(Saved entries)
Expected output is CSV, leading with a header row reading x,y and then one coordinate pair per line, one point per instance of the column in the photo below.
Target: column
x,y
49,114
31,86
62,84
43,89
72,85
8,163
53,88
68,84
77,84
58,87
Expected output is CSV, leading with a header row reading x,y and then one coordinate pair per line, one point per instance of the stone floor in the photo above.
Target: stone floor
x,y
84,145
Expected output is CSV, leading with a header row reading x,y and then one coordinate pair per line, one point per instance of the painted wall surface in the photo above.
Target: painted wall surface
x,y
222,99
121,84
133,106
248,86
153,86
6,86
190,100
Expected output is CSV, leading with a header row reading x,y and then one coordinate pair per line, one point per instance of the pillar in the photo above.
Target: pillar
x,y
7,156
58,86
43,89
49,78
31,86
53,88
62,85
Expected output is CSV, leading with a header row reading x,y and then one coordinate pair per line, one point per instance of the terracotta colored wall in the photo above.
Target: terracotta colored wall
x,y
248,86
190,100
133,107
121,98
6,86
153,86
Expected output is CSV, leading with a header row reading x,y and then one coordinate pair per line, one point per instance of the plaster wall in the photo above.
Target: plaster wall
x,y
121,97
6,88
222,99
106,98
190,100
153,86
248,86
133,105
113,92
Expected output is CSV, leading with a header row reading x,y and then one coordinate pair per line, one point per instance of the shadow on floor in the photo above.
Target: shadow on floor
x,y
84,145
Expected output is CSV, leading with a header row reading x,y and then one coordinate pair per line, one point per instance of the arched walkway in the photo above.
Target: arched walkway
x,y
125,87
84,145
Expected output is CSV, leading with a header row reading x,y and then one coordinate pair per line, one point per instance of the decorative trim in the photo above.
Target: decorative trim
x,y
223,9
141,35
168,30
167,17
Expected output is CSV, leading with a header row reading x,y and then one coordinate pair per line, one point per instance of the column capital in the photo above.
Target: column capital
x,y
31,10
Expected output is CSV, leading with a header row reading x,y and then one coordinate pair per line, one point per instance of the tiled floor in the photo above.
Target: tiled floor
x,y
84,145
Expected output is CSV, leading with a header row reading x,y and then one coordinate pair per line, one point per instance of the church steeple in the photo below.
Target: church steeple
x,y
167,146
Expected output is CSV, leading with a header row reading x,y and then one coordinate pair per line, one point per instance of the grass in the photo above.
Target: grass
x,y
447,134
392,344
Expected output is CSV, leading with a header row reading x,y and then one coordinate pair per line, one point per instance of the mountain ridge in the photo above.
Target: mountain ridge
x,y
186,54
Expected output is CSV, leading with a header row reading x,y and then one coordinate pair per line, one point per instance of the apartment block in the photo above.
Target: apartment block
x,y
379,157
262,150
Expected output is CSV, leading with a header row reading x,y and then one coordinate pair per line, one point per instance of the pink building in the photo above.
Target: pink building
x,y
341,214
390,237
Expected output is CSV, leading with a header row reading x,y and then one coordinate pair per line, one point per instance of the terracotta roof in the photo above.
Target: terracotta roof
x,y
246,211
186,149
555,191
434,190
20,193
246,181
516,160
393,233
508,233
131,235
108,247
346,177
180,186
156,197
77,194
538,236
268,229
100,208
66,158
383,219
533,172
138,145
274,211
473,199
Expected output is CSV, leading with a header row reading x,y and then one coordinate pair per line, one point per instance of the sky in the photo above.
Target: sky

#### [EXERCISE GOAL]
Pull out all lines from the entries above in which the word "below" appears.

#### [PROBLEM SOLUTION]
Expected output is CSV, leading with a header row reading x,y and then one coordinate pair per line, one point per instance of the column in the photo below.
Expected output is CSV, leading with a header row reading x,y and then one coordinate pair per line, one point per instance of the church steeple in the photo below.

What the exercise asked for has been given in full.